## Tarefa
Reproduza fielmente um trecho da homilia, começando nas palavras "SANTA MISSA E" e parando depois de "a estas questões.".

## Excerto fornecido
SANTA MISSA E BEATIFICAÇÃO DO SERVO DE DEUS O PAPA JOÃO
PAULO I
HOMILIA
DO PAPA FRANCISCO
Jesus vai a caminho de Jerusalém
e, como diz o Evangelho de hoje, «seguiam com Ele grandes multidões» (Lc 14,
25). Caminhar com Ele significa segui-Lo, isto é, tornar-se discípulo. E,
contudo, a estas pessoas o Senhor faz um discurso pouco atraente e muito
exigente: não pode ser seu discípulo quem não O ama mais do que aos seus entes
queridos, quem não carrega a sua cruz, quem não renuncia aos bens terrenos (cf.
14, 26-27.33). Porque é que Jesus dirige tais palavras à multidão? Qual é o
significado das suas advertências? Tentemos responder a estas questões.
Em primeiro lugar, vemos muitas
pessoas, uma multidão numerosa que segue Jesus. Podemos imaginar que muitos
ficaram fascinados pelas suas palavras e maravilhados com os gestos que
realizava; e, por isso, terão visto n’Ele uma esperança para o próprio futuro.

## Dados de origem

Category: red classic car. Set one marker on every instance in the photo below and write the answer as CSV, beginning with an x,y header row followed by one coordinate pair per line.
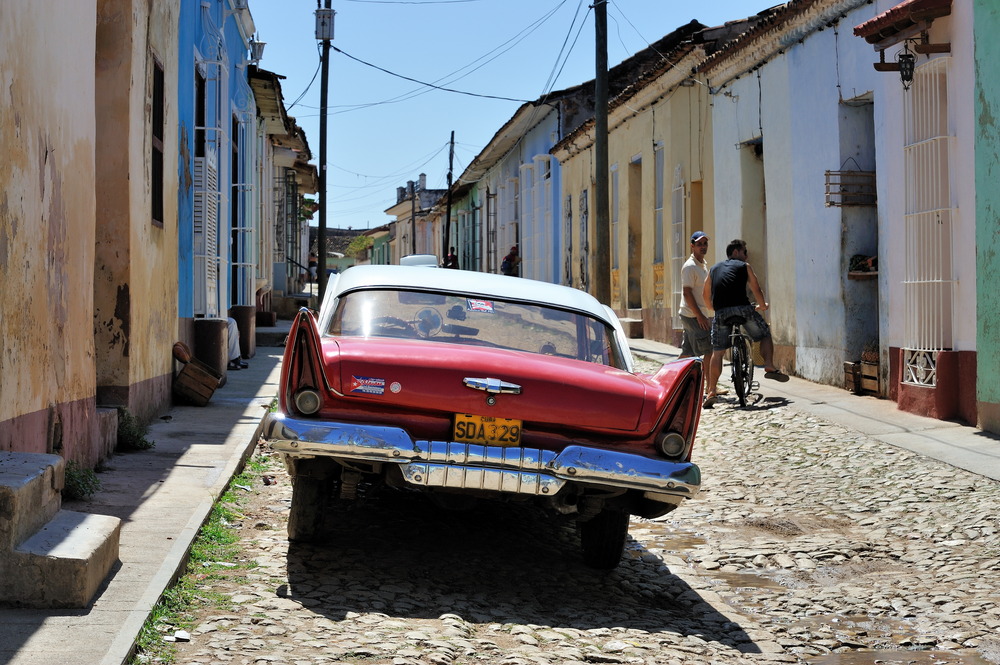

## Resposta
SANTA MISSA E BEATIFICAÇÃO DO SERVO DE DEUS O PAPA JOÃO
PAULO I
HOMILIA
DO PAPA FRANCISCO
Jesus vai a caminho de Jerusalém
e, como diz o Evangelho de hoje, «seguiam com Ele grandes multidões» (Lc 14,
25). Caminhar com Ele significa segui-Lo, isto é, tornar-se discípulo. E,
contudo, a estas pessoas o Senhor faz um discurso pouco atraente e muito
exigente: não pode ser seu discípulo quem não O ama mais do que aos seus entes
queridos, quem não carrega a sua cruz, quem não renuncia aos bens terrenos (cf.
14, 26-27.33). Porque é que Jesus dirige tais palavras à multidão? Qual é o
significado das suas advertências? Tentemos responder a estas questões.